» **抜粋文**
今までの飲食店の運営方法でもずっと感じていたことだけど、こうして生活様式を強引にでも変えなくてはならなくなった今、改めて強く思うことがある。

売上に固執しすぎていないだろうか?

飲食店には様々な数字があります。

売上
仕入原価
労務費(人件費)
家賃
水道光熱費
消耗品費
税金
宣伝広告費
その他営業販売費などなど

上げたもののうち、収入は売上。残りは全部支出。売上があって、その中から色んな費用が差っ引かれて、わずかに残るものが利益になります。バケツ1杯の麦汁から数滴のウイスキーを取り出すかのように、飲食店の利益というのはとにかく少ない。

この構造を見たら、1円でも多く売上を取りたくなってしまう。だけれども、売上に固執しているとすごく無駄な努力をしているように感じることがとても多い。1円でも多くの売上を取るべく、たくさんの経費をかけたイベントをやってみたり、サービスといって原価を無視した安売りをしたり。結果として売上が1.5倍になったけれど、利益は変わっていない、なんてことはよくある。さらにタチが悪いのが、1円でも多くの売上を上げるためのサービス価格を打ち出して客を呼び込んでおいて、その上で利益を追求するあまり、顧客満足度を無視した無理矢理なオペレーションを行ってしまい、顧客は不満を抱え、従業員は疲弊し、原価率は上がる。さらに利益を求め原価の安い商品に切り替えて、さらに顧客満足度は低下する。その結果どうなっていくかは、飲食店に携わる人でなくても想像できるのではないでしょうか。

領域分割データ:
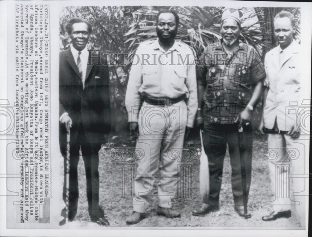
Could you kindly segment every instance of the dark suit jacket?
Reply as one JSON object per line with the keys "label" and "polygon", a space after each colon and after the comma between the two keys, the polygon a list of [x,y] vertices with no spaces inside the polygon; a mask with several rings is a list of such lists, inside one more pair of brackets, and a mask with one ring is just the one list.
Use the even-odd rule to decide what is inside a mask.
{"label": "dark suit jacket", "polygon": [[[96,65],[97,61],[92,58],[93,65],[87,66],[84,89],[70,49],[60,53],[59,116],[67,112],[72,121],[71,141],[76,138],[81,123],[90,142],[101,143],[103,135],[110,131],[108,66]],[[101,62],[104,62],[102,58]],[[60,136],[66,134],[65,128],[60,125]],[[65,138],[60,138],[60,141]]]}

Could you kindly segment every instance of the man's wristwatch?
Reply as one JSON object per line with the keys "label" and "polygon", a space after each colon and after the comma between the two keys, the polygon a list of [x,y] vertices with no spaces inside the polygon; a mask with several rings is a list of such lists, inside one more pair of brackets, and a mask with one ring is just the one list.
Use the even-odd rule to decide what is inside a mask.
{"label": "man's wristwatch", "polygon": [[247,105],[247,106],[246,107],[249,109],[249,110],[251,111],[252,111],[253,110],[253,107],[252,107],[252,105]]}

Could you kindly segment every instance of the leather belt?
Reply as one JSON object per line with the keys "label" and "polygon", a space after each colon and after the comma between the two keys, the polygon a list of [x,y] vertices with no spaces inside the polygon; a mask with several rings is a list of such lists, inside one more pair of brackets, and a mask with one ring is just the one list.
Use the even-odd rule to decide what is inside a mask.
{"label": "leather belt", "polygon": [[177,98],[148,98],[144,97],[143,99],[148,105],[155,106],[170,106],[174,105],[184,99],[184,96]]}

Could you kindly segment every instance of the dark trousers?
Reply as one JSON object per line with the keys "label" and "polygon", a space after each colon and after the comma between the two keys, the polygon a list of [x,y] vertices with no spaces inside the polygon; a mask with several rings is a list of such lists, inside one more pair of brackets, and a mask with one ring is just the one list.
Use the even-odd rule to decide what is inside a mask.
{"label": "dark trousers", "polygon": [[[104,215],[104,211],[99,206],[99,151],[100,144],[91,143],[87,140],[82,124],[79,128],[78,136],[75,141],[71,141],[69,169],[69,195],[68,220],[72,220],[77,213],[79,192],[77,172],[81,147],[85,163],[87,183],[87,197],[89,214],[91,220],[96,220]],[[66,169],[66,146],[61,145],[61,152],[64,157],[64,173]],[[66,180],[64,175],[63,198],[66,196]]]}
{"label": "dark trousers", "polygon": [[[237,124],[205,124],[204,146],[208,157],[210,185],[209,197],[207,200],[204,201],[205,203],[211,205],[219,205],[223,163],[227,144],[232,168],[231,181],[234,203],[236,205],[243,205],[238,130]],[[248,198],[251,180],[252,136],[251,126],[243,127],[243,143],[242,155],[245,161],[246,193]]]}

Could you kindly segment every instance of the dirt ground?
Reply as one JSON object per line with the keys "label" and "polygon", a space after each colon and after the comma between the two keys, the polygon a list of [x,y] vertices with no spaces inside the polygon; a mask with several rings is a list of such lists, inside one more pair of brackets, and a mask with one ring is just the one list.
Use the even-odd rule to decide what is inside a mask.
{"label": "dirt ground", "polygon": [[[190,144],[191,147],[200,148],[199,136],[197,134],[191,134],[185,146]],[[148,208],[146,218],[139,223],[129,226],[126,225],[125,219],[132,213],[132,208],[131,205],[112,205],[111,202],[118,201],[120,198],[121,163],[123,161],[129,161],[131,159],[132,152],[135,147],[135,141],[130,139],[129,136],[111,136],[100,151],[99,167],[100,204],[109,220],[110,227],[200,227],[208,229],[228,227],[267,230],[300,229],[298,217],[294,207],[292,209],[292,216],[290,218],[281,218],[268,222],[264,222],[261,219],[262,216],[271,211],[271,207],[266,206],[265,202],[273,199],[267,161],[265,155],[267,147],[267,141],[266,136],[259,136],[255,135],[254,136],[252,180],[248,207],[248,211],[251,215],[251,218],[245,220],[234,211],[231,183],[231,166],[229,153],[227,151],[220,194],[219,211],[204,217],[194,216],[192,215],[192,210],[198,207],[193,204],[198,204],[196,202],[200,201],[199,162],[197,160],[192,162],[192,176],[190,179],[192,180],[192,198],[188,198],[187,197],[186,198],[179,199],[176,202],[177,205],[174,207],[181,213],[181,218],[170,219],[157,215],[156,211],[158,201],[157,197],[155,196],[153,197],[152,201]],[[116,147],[120,147],[124,151],[124,156],[121,161],[120,160],[113,159],[111,156],[111,149]],[[183,151],[183,159],[184,160],[187,159],[189,149],[186,148]],[[88,214],[85,176],[82,157],[78,165],[78,169],[79,199],[78,212],[75,221],[70,225],[73,227],[96,227],[98,226],[90,222]],[[158,179],[155,180],[153,194],[157,194],[155,185],[159,181]],[[182,183],[183,183],[183,182]],[[119,203],[130,205],[132,201],[131,197],[129,196],[127,199],[122,199]]]}

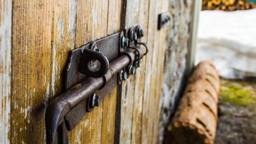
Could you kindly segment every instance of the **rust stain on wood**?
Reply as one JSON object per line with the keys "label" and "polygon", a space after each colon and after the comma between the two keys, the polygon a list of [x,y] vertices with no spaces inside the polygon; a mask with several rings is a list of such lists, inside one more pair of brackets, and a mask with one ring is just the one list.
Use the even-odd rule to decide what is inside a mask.
{"label": "rust stain on wood", "polygon": [[45,142],[52,9],[49,0],[12,2],[11,143]]}

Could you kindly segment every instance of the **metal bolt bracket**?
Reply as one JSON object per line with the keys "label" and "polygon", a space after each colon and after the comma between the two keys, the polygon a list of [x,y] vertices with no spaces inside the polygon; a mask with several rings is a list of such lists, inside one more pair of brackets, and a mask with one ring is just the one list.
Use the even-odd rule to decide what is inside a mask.
{"label": "metal bolt bracket", "polygon": [[139,37],[140,38],[144,36],[144,30],[143,29],[140,29],[138,34]]}
{"label": "metal bolt bracket", "polygon": [[166,25],[170,20],[171,20],[171,17],[169,12],[159,14],[158,15],[157,29],[160,30],[164,25]]}
{"label": "metal bolt bracket", "polygon": [[122,37],[122,47],[123,48],[123,47],[125,47],[126,46],[128,46],[129,45],[129,41],[130,40],[129,40],[129,39],[128,38],[126,38],[125,37]]}
{"label": "metal bolt bracket", "polygon": [[131,32],[131,40],[132,41],[134,40],[137,40],[137,33],[133,31]]}
{"label": "metal bolt bracket", "polygon": [[92,99],[90,100],[90,104],[92,108],[94,107],[99,107],[99,96],[96,96],[95,93],[93,93],[92,95]]}
{"label": "metal bolt bracket", "polygon": [[122,81],[126,79],[127,79],[127,73],[123,70],[121,71],[120,72],[120,80]]}
{"label": "metal bolt bracket", "polygon": [[95,46],[93,48],[93,51],[96,51],[97,52],[98,52],[100,53],[102,53],[102,51],[101,49],[99,49],[99,48],[98,48],[96,46]]}
{"label": "metal bolt bracket", "polygon": [[137,61],[135,65],[136,66],[136,68],[140,67],[141,66],[141,61],[140,60]]}
{"label": "metal bolt bracket", "polygon": [[130,65],[128,68],[129,75],[134,74],[135,73],[136,68],[132,65]]}

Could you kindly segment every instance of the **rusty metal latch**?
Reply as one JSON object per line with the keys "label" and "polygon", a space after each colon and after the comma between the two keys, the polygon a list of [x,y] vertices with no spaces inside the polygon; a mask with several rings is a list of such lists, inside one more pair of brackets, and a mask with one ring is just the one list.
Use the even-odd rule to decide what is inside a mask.
{"label": "rusty metal latch", "polygon": [[135,73],[148,51],[140,41],[143,35],[138,25],[71,52],[66,70],[66,91],[46,110],[47,144],[68,143],[67,130],[99,106],[100,100],[117,85]]}

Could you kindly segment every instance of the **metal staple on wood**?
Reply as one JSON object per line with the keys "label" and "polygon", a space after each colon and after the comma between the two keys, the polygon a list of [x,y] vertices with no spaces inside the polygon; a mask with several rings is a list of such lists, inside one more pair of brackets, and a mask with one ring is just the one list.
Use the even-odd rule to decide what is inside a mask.
{"label": "metal staple on wood", "polygon": [[220,81],[210,61],[201,62],[189,79],[166,133],[171,144],[213,144],[218,120]]}

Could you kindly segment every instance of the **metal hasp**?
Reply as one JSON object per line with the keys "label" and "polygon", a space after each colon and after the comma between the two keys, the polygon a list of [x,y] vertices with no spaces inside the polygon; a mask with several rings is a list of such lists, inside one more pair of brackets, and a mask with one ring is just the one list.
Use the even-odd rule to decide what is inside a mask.
{"label": "metal hasp", "polygon": [[[117,85],[134,74],[148,51],[139,26],[86,44],[70,52],[63,93],[45,114],[47,144],[68,144],[71,130]],[[143,45],[145,49],[140,47]]]}
{"label": "metal hasp", "polygon": [[158,15],[158,25],[157,29],[160,30],[162,28],[166,25],[171,20],[170,13],[166,12]]}

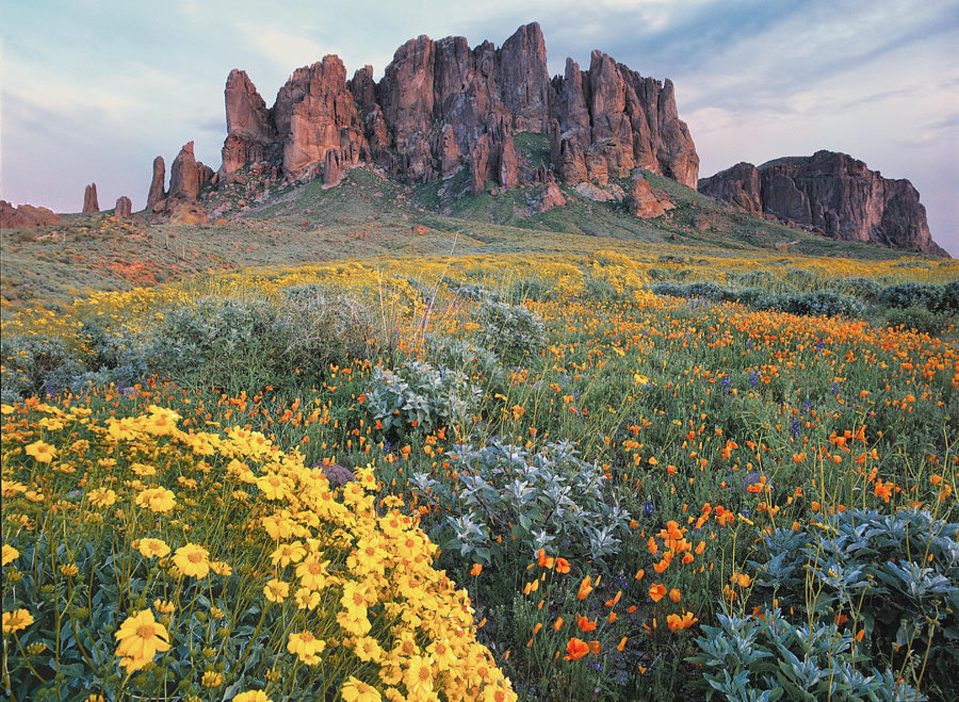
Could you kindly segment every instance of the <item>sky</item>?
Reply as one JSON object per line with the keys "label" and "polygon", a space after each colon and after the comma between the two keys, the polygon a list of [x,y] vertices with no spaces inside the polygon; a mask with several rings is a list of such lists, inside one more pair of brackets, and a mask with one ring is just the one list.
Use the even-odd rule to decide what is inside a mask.
{"label": "sky", "polygon": [[0,0],[0,198],[77,212],[146,201],[153,156],[214,170],[223,85],[268,105],[293,69],[337,54],[348,76],[419,35],[498,46],[538,21],[550,71],[600,49],[670,78],[700,176],[820,149],[912,181],[959,256],[959,0]]}

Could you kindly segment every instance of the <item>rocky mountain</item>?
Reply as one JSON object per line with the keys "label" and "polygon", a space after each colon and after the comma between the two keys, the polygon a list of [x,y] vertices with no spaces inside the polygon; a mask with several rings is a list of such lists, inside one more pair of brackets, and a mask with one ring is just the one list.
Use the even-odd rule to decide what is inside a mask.
{"label": "rocky mountain", "polygon": [[[468,169],[474,194],[490,180],[513,188],[557,176],[603,185],[637,166],[695,187],[699,168],[669,81],[643,78],[598,51],[589,70],[567,59],[564,75],[550,79],[535,22],[500,48],[471,49],[462,36],[410,39],[379,82],[371,66],[347,79],[342,61],[327,56],[296,69],[269,108],[234,70],[224,96],[217,184],[322,177],[333,185],[343,169],[366,162],[409,183]],[[549,137],[551,169],[521,171],[519,132]]]}
{"label": "rocky mountain", "polygon": [[925,207],[904,178],[883,177],[846,153],[820,151],[757,167],[737,163],[699,180],[700,193],[833,239],[947,256],[932,241]]}
{"label": "rocky mountain", "polygon": [[14,207],[5,199],[0,199],[0,229],[21,229],[31,226],[46,226],[60,221],[58,215],[46,207],[22,204]]}

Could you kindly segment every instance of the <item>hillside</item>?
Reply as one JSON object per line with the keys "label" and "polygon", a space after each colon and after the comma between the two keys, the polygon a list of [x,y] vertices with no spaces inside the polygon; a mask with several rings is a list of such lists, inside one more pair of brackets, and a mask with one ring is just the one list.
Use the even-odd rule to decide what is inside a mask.
{"label": "hillside", "polygon": [[[534,155],[532,149],[529,154]],[[129,290],[218,270],[384,255],[606,248],[642,255],[652,250],[648,245],[657,245],[656,256],[748,255],[775,261],[784,257],[774,250],[775,244],[798,242],[788,246],[786,258],[903,256],[896,249],[829,240],[754,218],[668,178],[643,175],[676,204],[674,210],[642,220],[621,203],[593,201],[565,184],[558,187],[569,202],[543,213],[530,203],[544,185],[445,202],[438,191],[455,185],[456,178],[405,185],[374,167],[360,166],[346,171],[335,188],[324,189],[319,180],[288,187],[266,200],[237,204],[234,219],[215,224],[151,223],[142,213],[129,220],[117,220],[108,211],[62,215],[58,224],[0,231],[4,310],[35,302],[62,304],[94,291]],[[229,190],[210,189],[207,197],[220,204],[231,198],[244,201]],[[918,265],[937,269],[941,264],[929,259]]]}

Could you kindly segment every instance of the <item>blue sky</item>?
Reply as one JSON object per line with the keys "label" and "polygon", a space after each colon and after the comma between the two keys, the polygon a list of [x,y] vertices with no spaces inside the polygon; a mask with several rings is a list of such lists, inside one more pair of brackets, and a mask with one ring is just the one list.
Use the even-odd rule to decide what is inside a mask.
{"label": "blue sky", "polygon": [[156,154],[194,140],[219,167],[232,68],[271,105],[326,54],[379,78],[420,34],[499,45],[533,20],[554,74],[598,48],[671,78],[701,176],[846,152],[909,178],[959,255],[959,0],[0,0],[0,197],[78,211],[96,181],[103,208],[127,195],[137,209]]}

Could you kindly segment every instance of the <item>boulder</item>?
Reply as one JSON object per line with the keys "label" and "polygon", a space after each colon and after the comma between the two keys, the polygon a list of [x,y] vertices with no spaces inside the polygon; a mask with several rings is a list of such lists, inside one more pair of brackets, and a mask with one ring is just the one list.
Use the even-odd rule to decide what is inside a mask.
{"label": "boulder", "polygon": [[339,150],[330,149],[323,159],[323,188],[339,185],[343,179],[343,169],[339,162]]}
{"label": "boulder", "polygon": [[100,212],[100,203],[97,202],[97,184],[90,183],[83,190],[82,213],[86,215],[95,212]]}
{"label": "boulder", "polygon": [[545,132],[550,118],[550,72],[538,22],[520,27],[503,42],[497,79],[503,106],[517,131]]}
{"label": "boulder", "polygon": [[0,229],[21,229],[33,226],[56,224],[58,215],[46,207],[22,204],[14,207],[5,199],[0,199]]}
{"label": "boulder", "polygon": [[470,153],[470,192],[473,195],[480,195],[486,189],[488,169],[489,139],[483,134]]}
{"label": "boulder", "polygon": [[636,217],[647,220],[675,209],[676,205],[665,194],[654,191],[645,178],[639,177],[626,196],[626,208]]}
{"label": "boulder", "polygon": [[226,105],[226,141],[222,152],[222,176],[232,182],[234,174],[271,155],[277,138],[269,110],[246,71],[233,69],[223,89]]}

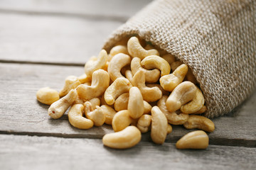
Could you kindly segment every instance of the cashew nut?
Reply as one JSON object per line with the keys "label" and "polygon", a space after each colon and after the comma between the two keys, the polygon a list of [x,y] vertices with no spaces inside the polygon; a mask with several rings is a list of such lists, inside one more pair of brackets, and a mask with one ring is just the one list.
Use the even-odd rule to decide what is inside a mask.
{"label": "cashew nut", "polygon": [[191,114],[198,111],[204,104],[205,100],[202,91],[196,87],[196,96],[189,103],[183,105],[181,110],[187,114]]}
{"label": "cashew nut", "polygon": [[185,113],[177,114],[176,112],[169,112],[166,108],[166,100],[168,96],[163,96],[157,102],[157,106],[166,115],[168,123],[171,125],[183,125],[188,119],[188,115]]}
{"label": "cashew nut", "polygon": [[151,115],[151,137],[154,142],[163,144],[167,135],[168,122],[166,117],[157,106],[152,108]]}
{"label": "cashew nut", "polygon": [[183,81],[178,84],[166,100],[166,106],[169,112],[181,108],[182,105],[191,101],[196,96],[196,87],[190,81]]}
{"label": "cashew nut", "polygon": [[120,71],[122,67],[131,63],[131,57],[125,54],[115,55],[109,63],[107,72],[110,79],[114,81],[118,77],[124,77]]}
{"label": "cashew nut", "polygon": [[66,95],[71,89],[75,89],[81,84],[79,79],[75,76],[69,76],[65,80],[63,89],[60,91],[60,97]]}
{"label": "cashew nut", "polygon": [[134,75],[132,84],[140,90],[143,99],[147,102],[153,102],[159,100],[162,96],[162,92],[157,86],[147,87],[145,85],[145,74],[142,70],[139,70]]}
{"label": "cashew nut", "polygon": [[75,90],[70,90],[68,94],[60,100],[52,103],[48,110],[48,115],[54,119],[58,119],[65,113],[78,96]]}
{"label": "cashew nut", "polygon": [[133,75],[139,70],[142,70],[145,74],[146,82],[154,83],[159,81],[160,71],[157,69],[148,70],[141,65],[141,60],[139,57],[134,57],[131,62],[131,69]]}
{"label": "cashew nut", "polygon": [[136,37],[132,37],[129,39],[127,42],[127,49],[129,54],[132,57],[139,57],[143,60],[144,57],[149,55],[159,55],[159,52],[155,50],[146,50],[140,45],[139,39]]}
{"label": "cashew nut", "polygon": [[144,102],[142,93],[136,87],[132,87],[129,91],[128,111],[133,119],[141,117],[144,113]]}
{"label": "cashew nut", "polygon": [[187,65],[182,64],[172,74],[163,76],[160,78],[161,86],[164,90],[172,91],[184,79],[188,69]]}
{"label": "cashew nut", "polygon": [[161,70],[161,76],[167,75],[171,72],[171,66],[166,60],[157,55],[146,57],[141,62],[142,66],[146,69],[158,69]]}
{"label": "cashew nut", "polygon": [[118,132],[107,134],[103,137],[104,145],[115,149],[127,149],[135,146],[142,139],[142,134],[135,126],[128,126]]}
{"label": "cashew nut", "polygon": [[200,129],[208,132],[213,132],[214,123],[210,119],[201,115],[190,115],[183,126],[186,129]]}
{"label": "cashew nut", "polygon": [[206,149],[209,145],[209,137],[203,130],[188,132],[176,144],[177,149]]}
{"label": "cashew nut", "polygon": [[73,105],[68,113],[70,124],[78,129],[90,129],[93,126],[93,122],[82,117],[84,106],[82,104]]}
{"label": "cashew nut", "polygon": [[87,101],[102,95],[110,85],[110,75],[103,69],[97,69],[92,74],[92,85],[80,84],[77,87],[80,98]]}
{"label": "cashew nut", "polygon": [[108,105],[112,105],[121,94],[128,92],[132,84],[127,79],[119,77],[106,89],[104,98]]}
{"label": "cashew nut", "polygon": [[51,105],[60,99],[59,93],[49,87],[40,89],[36,92],[36,99],[41,103],[46,105]]}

» **練習問題**
1/ 飲食店の売上についての文章の「この構造を見たら、1円でも多」から「できるのではないでしょうか。」までを、「従業員」を「スタッフ」に入れ替えて書いてください。
2/ エントリの中から「staple」という語を含む行をすべて抜き出してください。

» **解答**
1/
この構造を見たら、1円でも多く売上を取りたくなってしまう。だけれども、売上に固執しているとすごく無駄な努力をしているように感じることがとても多い。1円でも多くの売上を取るべく、たくさんの経費をかけたイベントをやってみたり、サービスといって原価を無視した安売りをしたり。結果として売上が1.5倍になったけれど、利益は変わっていない、なんてことはよくある。さらにタチが悪いのが、1円でも多くの売上を上げるためのサービス価格を打ち出して客を呼び込んでおいて、その上で利益を追求するあまり、顧客満足度を無視した無理矢理なオペレーションを行ってしまい、顧客は不満を抱え、スタッフは疲弊し、原価率は上がる。さらに利益を求め原価の安い商品に切り替えて、さらに顧客満足度は低下する。その結果どうなっていくかは、飲食店に携わる人でなくても想像できるのではないでしょうか。

2/
Could you kindly segment every instance of the **metal staple on wood**?
{"label": "metal staple on wood", "polygon": [[220,81],[210,61],[201,62],[189,79],[166,133],[171,144],[213,144],[218,120]]}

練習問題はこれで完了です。